### Your instructions
Give again, word for word, each line below starting at the one that contains "Exercise. Point to the grass" and ending at the one that contains "Exercise. Point to the truck".

### Data records

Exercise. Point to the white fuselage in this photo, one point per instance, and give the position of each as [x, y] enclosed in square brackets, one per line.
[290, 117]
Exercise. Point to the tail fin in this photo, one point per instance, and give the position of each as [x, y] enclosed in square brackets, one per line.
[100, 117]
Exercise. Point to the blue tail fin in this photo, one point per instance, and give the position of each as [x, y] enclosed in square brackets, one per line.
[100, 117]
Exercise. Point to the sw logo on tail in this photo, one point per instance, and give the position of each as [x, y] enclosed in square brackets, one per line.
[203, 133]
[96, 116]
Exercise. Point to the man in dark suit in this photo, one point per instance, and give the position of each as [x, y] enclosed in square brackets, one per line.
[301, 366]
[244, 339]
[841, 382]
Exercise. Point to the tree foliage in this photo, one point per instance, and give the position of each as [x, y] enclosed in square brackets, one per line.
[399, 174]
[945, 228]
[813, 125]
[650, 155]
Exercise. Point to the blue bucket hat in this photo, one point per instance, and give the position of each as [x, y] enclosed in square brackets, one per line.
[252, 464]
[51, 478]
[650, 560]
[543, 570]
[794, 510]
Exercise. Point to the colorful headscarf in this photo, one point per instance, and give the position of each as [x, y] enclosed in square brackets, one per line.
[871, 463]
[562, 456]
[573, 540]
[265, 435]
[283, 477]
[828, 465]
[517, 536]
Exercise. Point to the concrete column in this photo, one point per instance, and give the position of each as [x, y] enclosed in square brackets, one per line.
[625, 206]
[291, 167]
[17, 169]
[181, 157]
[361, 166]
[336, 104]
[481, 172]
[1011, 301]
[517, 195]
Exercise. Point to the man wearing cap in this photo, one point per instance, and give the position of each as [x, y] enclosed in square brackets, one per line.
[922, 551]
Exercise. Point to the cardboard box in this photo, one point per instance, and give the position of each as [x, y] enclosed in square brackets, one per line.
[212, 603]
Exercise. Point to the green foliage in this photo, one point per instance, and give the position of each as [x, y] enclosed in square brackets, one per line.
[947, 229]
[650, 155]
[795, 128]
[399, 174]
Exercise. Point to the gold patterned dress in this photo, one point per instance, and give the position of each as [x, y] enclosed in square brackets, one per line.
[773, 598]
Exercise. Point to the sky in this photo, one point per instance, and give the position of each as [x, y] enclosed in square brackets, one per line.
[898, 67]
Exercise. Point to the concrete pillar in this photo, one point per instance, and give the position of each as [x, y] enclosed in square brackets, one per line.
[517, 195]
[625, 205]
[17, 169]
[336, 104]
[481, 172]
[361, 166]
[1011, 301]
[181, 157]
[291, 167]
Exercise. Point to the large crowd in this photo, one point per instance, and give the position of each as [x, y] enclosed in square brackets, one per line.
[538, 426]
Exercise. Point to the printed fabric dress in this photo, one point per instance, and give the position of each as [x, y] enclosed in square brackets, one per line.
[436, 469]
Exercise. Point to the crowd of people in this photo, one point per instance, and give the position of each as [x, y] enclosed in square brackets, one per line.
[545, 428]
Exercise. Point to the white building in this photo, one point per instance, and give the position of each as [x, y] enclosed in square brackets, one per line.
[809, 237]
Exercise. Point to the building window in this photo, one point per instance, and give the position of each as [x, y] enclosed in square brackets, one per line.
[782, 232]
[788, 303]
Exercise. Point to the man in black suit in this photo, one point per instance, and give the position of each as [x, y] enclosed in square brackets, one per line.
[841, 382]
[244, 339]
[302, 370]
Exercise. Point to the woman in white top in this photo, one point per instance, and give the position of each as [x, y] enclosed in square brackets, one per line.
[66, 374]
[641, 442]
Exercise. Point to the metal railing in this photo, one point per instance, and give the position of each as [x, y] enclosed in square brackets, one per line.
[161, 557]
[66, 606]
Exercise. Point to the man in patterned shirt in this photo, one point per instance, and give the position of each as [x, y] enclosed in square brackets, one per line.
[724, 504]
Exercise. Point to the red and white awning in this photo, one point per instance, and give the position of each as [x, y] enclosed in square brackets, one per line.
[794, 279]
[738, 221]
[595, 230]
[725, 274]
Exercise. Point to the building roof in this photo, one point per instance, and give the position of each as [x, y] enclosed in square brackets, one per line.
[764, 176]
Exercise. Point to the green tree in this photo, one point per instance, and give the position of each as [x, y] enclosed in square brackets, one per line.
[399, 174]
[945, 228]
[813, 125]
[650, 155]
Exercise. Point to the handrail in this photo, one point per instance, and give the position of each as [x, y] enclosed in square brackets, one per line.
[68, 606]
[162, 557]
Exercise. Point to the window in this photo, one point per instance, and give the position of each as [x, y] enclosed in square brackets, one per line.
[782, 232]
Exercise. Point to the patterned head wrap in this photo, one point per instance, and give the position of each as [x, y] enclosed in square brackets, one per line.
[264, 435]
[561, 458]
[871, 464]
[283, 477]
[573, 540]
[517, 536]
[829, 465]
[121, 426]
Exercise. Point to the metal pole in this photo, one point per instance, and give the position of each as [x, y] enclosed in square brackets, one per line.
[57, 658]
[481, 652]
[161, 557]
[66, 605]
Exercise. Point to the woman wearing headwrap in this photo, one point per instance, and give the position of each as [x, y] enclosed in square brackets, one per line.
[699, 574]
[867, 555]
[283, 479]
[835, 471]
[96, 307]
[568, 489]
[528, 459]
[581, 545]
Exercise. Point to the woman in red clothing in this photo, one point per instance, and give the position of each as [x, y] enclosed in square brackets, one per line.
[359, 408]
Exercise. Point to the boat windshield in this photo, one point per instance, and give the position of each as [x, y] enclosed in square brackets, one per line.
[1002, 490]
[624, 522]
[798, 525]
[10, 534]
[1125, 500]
==
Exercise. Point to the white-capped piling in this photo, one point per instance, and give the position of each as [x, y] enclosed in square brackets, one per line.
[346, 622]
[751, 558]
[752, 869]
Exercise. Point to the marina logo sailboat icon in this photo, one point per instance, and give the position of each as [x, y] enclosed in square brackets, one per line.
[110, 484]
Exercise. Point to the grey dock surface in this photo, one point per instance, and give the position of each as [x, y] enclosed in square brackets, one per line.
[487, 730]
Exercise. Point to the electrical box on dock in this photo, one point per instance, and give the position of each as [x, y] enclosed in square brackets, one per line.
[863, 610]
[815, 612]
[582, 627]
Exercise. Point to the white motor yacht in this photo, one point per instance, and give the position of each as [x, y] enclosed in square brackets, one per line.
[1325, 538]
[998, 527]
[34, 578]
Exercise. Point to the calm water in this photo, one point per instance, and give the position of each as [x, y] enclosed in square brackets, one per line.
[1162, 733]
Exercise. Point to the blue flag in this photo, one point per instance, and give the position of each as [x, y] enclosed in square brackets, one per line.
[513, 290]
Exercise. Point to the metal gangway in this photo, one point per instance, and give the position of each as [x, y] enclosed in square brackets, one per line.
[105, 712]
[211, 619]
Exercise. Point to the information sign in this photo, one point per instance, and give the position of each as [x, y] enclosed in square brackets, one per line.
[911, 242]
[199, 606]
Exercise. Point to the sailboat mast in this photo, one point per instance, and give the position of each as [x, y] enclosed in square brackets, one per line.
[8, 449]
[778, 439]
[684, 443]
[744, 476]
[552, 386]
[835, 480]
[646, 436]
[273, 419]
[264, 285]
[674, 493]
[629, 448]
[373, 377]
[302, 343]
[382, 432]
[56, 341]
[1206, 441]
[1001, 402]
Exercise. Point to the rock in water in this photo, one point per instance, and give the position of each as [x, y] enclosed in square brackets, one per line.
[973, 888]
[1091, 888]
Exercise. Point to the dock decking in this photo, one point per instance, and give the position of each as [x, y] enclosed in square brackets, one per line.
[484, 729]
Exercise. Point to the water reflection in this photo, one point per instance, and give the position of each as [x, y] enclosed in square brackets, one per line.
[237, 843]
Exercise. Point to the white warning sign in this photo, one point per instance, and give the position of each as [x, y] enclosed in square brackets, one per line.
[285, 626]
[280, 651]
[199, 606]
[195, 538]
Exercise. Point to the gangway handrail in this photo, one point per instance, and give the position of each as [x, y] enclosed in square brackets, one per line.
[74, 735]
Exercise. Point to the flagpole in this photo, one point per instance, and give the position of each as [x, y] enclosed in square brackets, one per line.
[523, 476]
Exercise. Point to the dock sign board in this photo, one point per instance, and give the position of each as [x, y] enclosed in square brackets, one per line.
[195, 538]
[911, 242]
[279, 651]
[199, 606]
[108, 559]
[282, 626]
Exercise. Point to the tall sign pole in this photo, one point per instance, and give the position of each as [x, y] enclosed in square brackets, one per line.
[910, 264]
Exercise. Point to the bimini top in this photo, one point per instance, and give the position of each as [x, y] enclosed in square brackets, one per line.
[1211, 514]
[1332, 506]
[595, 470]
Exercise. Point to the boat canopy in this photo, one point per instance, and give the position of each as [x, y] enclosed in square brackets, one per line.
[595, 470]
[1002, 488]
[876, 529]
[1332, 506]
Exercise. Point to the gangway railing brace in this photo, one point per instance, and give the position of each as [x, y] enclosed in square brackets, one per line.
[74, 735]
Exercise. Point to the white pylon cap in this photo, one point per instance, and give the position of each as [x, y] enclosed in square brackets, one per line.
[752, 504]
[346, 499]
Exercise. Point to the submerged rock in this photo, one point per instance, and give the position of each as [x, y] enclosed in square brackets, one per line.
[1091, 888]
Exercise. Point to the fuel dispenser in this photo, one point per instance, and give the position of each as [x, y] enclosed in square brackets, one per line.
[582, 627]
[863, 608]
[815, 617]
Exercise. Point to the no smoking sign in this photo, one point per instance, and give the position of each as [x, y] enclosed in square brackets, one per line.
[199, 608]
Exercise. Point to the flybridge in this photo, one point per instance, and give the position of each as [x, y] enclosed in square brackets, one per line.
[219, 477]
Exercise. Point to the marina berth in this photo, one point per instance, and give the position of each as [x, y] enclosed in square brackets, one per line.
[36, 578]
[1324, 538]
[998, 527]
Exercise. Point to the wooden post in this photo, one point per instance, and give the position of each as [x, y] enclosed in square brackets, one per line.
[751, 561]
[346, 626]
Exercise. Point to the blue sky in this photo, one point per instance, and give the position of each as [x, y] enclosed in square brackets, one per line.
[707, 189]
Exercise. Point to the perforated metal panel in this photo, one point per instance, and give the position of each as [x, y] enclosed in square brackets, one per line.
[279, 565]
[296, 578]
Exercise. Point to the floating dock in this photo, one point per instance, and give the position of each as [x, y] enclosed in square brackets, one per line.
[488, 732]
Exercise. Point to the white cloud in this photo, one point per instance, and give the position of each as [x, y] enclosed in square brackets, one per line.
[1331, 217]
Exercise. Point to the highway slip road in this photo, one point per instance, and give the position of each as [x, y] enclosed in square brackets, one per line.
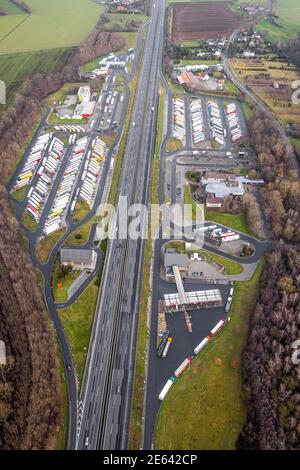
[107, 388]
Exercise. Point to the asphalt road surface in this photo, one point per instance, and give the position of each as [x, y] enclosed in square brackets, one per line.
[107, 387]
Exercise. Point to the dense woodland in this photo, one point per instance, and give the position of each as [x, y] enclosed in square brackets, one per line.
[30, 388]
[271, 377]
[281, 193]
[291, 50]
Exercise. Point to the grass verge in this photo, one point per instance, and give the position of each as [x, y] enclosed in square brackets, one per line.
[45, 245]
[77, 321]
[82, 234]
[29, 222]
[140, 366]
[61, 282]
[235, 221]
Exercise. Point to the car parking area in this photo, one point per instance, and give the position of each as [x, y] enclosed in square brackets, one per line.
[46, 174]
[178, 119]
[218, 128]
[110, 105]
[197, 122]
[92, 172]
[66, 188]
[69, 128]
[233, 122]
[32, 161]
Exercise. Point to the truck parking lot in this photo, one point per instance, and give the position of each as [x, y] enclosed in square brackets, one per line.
---
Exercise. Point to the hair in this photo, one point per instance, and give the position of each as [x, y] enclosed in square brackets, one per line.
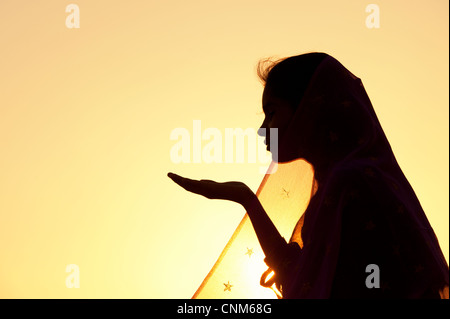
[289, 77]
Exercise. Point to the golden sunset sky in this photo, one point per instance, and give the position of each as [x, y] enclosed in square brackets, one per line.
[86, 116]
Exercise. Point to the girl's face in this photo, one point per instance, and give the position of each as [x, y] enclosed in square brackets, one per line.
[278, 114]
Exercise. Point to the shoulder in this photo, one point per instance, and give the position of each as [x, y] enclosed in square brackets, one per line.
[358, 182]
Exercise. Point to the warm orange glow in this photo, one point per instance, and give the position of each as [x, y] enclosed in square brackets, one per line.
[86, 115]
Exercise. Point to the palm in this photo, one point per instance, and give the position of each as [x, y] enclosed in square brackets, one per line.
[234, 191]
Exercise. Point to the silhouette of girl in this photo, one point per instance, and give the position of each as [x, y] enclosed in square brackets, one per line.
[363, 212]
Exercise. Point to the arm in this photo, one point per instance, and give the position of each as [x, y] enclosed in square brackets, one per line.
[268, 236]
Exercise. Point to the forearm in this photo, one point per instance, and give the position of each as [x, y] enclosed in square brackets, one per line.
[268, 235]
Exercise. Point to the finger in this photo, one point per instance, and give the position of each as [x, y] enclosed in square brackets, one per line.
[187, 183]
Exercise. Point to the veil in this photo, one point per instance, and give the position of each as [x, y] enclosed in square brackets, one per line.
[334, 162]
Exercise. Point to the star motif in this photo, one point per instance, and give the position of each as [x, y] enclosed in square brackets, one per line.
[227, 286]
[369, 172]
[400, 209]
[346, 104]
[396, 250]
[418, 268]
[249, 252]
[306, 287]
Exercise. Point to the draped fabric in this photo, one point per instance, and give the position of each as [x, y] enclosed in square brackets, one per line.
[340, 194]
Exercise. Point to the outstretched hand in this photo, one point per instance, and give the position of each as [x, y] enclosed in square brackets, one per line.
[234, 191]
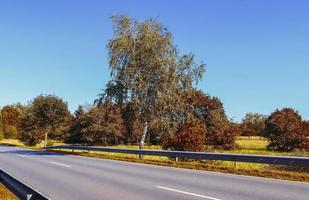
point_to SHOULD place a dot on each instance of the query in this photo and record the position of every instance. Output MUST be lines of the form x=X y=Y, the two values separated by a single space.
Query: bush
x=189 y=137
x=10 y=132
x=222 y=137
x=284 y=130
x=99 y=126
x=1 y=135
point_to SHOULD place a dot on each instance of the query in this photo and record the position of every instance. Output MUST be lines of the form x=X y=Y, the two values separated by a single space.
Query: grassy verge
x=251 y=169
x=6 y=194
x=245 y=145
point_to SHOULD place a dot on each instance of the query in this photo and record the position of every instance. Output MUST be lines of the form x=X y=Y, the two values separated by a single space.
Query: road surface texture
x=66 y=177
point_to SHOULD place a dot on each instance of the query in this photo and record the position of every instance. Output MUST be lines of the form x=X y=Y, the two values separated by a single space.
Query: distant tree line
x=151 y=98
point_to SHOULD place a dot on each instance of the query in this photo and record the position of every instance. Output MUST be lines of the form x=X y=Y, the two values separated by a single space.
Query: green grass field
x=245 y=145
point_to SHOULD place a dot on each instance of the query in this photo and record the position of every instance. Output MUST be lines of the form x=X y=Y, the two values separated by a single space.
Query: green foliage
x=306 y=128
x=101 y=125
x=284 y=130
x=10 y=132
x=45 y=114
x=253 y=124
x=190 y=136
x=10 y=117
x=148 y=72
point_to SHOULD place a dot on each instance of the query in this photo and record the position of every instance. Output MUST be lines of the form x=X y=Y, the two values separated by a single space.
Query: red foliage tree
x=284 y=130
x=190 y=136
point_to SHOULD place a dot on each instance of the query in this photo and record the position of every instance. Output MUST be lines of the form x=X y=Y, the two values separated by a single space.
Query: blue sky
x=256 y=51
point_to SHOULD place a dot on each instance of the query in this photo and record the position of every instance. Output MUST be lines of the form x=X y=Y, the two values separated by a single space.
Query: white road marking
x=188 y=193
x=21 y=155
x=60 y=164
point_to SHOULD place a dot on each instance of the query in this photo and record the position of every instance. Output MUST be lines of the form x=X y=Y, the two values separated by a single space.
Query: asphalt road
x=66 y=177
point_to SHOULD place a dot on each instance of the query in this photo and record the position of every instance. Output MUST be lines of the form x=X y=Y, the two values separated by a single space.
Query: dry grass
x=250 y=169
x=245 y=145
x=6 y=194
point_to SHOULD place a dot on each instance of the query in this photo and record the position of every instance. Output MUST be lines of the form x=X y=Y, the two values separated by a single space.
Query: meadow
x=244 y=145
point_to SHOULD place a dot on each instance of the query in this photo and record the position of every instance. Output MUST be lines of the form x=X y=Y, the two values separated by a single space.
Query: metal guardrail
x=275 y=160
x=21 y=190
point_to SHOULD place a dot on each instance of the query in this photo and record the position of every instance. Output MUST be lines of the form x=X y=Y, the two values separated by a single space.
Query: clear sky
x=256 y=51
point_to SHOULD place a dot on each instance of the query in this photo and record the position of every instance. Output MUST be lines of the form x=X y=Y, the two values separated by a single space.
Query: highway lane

### Problem solution
Exercise. Point to the grass verge in this photo, one point per instance, and give the position of each as [x, y] enclosed in square brackets, one per line.
[45, 245]
[77, 321]
[82, 234]
[29, 222]
[140, 366]
[61, 282]
[235, 221]
Exercise. Point to the car parking area in this photo, one point per instance, and give the position of each as [x, y] enclosed in square brackets, one per line.
[46, 174]
[178, 119]
[218, 128]
[110, 105]
[197, 122]
[92, 172]
[66, 188]
[69, 128]
[233, 122]
[32, 161]
Exercise. Point to the truck parking lot in this photo, one point per instance, and give the position of each as [x, y] enclosed in square brackets, one per line.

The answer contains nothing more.